Anchorage School Board approves $82.8 million bond proposal mostly targeting earthquake-related repairs

  • Author: Tegan Hanlon
  • Updated: November 20, 2019
  • Published November 20, 2019

Workers remove damaged concrete siding inside Gruening Middle School in Eagle River on Tuesday, Dec. 4, 2018, after the 7.0 earthquake. Funding for earthquake-related repairs at the school is included in the Anchorage School District's 2020 bond proposal. (Loren Holmes / ADN)

The Anchorage School Board on Tuesday narrowly approved a $82.8 million bond proposal for the April ballot after a flood of community input and debate between board members.

“This was a very tough decision for the board,” said School Board President Starr Marsett, who voted in favor of the proposal. “There was a lot of difference of opinion.”

Tension surrounded whether the board should add Aquarian Charter School to the bond, whether it should reopen Eagle River’s Gruening Middle School and whether it should remodel or replace Inlet View Elementary School. The board also sparred over whether to have two bond proposals or one.

After a flurry of amendments — nearly all of them failing — the board approved a single bond proposal in a 4-3 vote shortly before 11 p.m. Tuesday. The proposal mostly targets earthquake-related fixes, and would also fund the first-ever bonded repairs to a charter school.

Here are the projects the proposal includes:

• About $70 million to pay for earthquake-related repairs and improvements at 14 schools across the district. Gruening Middle School has the highest price tag at $39.3 million, followed by East High School at about $11 million and Eagle River High School at $4.5 million. Gruening Middle School and Eagle River Elementary School have remained closed since the November 2018 quake.

• There’s roughly $3.3 million in design funding to replace Inlet View Elementary School near Westchester Lagoon. In 2018, a consultant for the school district reported Inlet View had the highest utilization rate of any Anchorage neighborhood school. He recommended knocking it down and building a larger school.

• $6.8 million to pay for a new roof and other fixes at Aquarian Charter School in Spenard. The board voted 4-3 to approve an amendment adding the money to the proposal. In response, Aquarian supporters in the audience erupted in applause Tuesday night.

Aquarian Charter School advocates stand at the Anchorage School Board meeting on Tuesday to show their support for adding funding for a new roof and other projects at the school to the bond proposal. (Tegan Hanlon / ADN)

## Rows
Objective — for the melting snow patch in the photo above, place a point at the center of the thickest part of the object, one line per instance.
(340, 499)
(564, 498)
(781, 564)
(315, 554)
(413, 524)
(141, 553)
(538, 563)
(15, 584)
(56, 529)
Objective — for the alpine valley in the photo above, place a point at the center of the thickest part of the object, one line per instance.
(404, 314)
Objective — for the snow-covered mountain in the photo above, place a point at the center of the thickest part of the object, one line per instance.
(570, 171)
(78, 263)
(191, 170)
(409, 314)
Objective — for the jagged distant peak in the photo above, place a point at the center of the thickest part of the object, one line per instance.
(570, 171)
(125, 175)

## Problems to solve
(a) In the article on the Anchorage school bond, what was the final vote on the single bond proposal?
(b) Rewrite the rows from the line containing "Objective — for the jagged" through the last row, swapping "thickest" for "widest" and leaving everything else the same.

## Answers given
(a) 4-3

(b)
Objective — for the jagged distant peak in the photo above, place a point at the center of the widest part of the object, one line per instance.
(570, 171)
(125, 175)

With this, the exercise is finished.